Short problem A:
In the KRaft deployment modes text, what drawback of combined mode is given?
Short problem B:
Pick up the KRaft deployment modes text after its last line and continue writing it.

Quoted text:
:::

KRaft deployment modes

Combined mode (development / small clusters)
Isolated mode (production)

# server.properties — broker also acts as controller
process.roles=broker,controller
node.id=1
controller.quorum.voters=1@broker1:9093,2@broker2:9093,3@broker3:9093

listeners=PLAINTEXT://:9092,CONTROLLER://:9093
listener.security.protocol.map=PLAINTEXT:PLAINTEXT,CONTROLLER:PLAINTEXT

Each node is both a broker (handles client requests) and a controller (manages metadata via Raft). Simpler to run but controller and broker contend for resources.

# controller.properties — dedicated controller nodes (no client traffic)
process.roles=controller
node.id=1
controller.quorum.voters=1@controller1:9093,2@controller2:9093,3@controller3:9093

listeners=CONTROLLER://:9093

# broker.properties — dedicated broker nodes (handles client traffic)

:::

Supplied records:
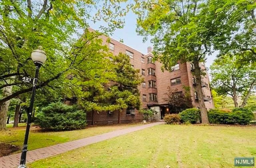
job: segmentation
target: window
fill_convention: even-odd
[[[111,43],[110,43],[109,48],[110,50],[114,51],[115,50],[115,45]]]
[[[148,88],[156,88],[156,82],[154,80],[148,81]]]
[[[143,102],[147,101],[147,95],[146,95],[146,94],[144,94],[142,95],[142,101]]]
[[[142,82],[142,88],[146,88],[146,82]]]
[[[192,63],[190,63],[190,70],[194,70],[195,68],[194,66],[194,64]]]
[[[157,102],[157,95],[156,94],[150,93],[148,95],[149,96],[149,101]]]
[[[141,57],[141,62],[142,63],[145,63],[145,58],[142,57]]]
[[[175,92],[172,94],[173,95],[173,97],[175,98],[180,98],[182,96],[182,92]]]
[[[143,69],[141,69],[141,74],[142,74],[142,75],[145,75],[145,70]]]
[[[126,115],[135,114],[135,109],[133,107],[128,108],[126,109]]]
[[[108,114],[109,114],[110,115],[112,115],[114,114],[114,111],[108,111]]]
[[[171,85],[172,86],[176,85],[176,84],[180,84],[181,83],[180,78],[171,79]]]
[[[133,59],[133,53],[128,51],[126,51],[126,55],[128,55],[131,59]]]
[[[197,94],[197,92],[195,92],[195,98],[196,99],[196,100],[198,100],[198,96]]]
[[[194,77],[192,77],[192,83],[193,85],[196,85],[196,78]]]
[[[179,69],[180,69],[180,64],[178,63],[177,64],[176,64],[175,65],[172,67],[172,70],[173,71],[174,70],[178,70]]]
[[[148,64],[150,63],[153,63],[153,57],[148,57],[147,58],[147,63]]]
[[[156,76],[156,70],[152,68],[149,68],[148,69],[148,75]]]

:::

Exercise response A:
The controller and broker contend for resources.

Exercise response B:
process.roles=broker
node.id=4
controller.quorum.voters=1@controller1:9093,2@controller2:9093,3@controller3:9093
listeners=PLAINTEXT://:9092

Separate sets of nodes: 3 dedicated controllers (Raft quorum) + N broker nodes. Controllers handle only metadata; brokers handle only client I/O. Better resource isolation and stability for large clusters.

	ZooKeeper mode	KRaft mode
External dependency	ZooKeeper cluster required	None — self-contained
Max partitions	~200,000 practical limit	Millions
Controller failover	15–30 seconds	Milliseconds
Metadata storage	ZooKeeper znodes	`__cluster_metadata` topic (Raft log)
Supported since	Kafka 0.x	Kafka 2.8 (preview), 3.3 (production)
Status	Deprecated — removed in Kafka 4.0	Default from Kafka 3.3+

ZooKeeper removed in Kafka 4.0

If you are running Kafka 3.x with ZooKeeper, migrate to KRaft before upgrading to 4.0. Use kafka-storage.sh to format the metadata log in KRaft mode.

Log Retention and Compaction

Every partition's log is managed by one of two cleanup policies:

Delete policy (default)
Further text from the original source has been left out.